(EXERCISE PROMPT)
Only lines holding the word "target" should be copied from the material.
Segment Start: AVAILABLE DATA
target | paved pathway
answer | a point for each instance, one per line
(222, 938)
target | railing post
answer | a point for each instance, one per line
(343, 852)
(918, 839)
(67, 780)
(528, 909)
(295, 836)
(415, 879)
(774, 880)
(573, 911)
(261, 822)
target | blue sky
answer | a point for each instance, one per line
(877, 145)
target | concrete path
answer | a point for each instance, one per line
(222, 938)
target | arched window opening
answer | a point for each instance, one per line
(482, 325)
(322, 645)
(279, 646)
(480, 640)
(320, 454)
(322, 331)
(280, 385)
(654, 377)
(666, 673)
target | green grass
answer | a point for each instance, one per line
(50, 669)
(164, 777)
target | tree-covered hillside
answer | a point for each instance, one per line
Segment End: AVAILABLE DATA
(TASK OUTPUT)
target | paved pathway
target | railing post
target | blue sky
target | concrete path
target | arched window opening
target | green grass
target | tree-covered hillside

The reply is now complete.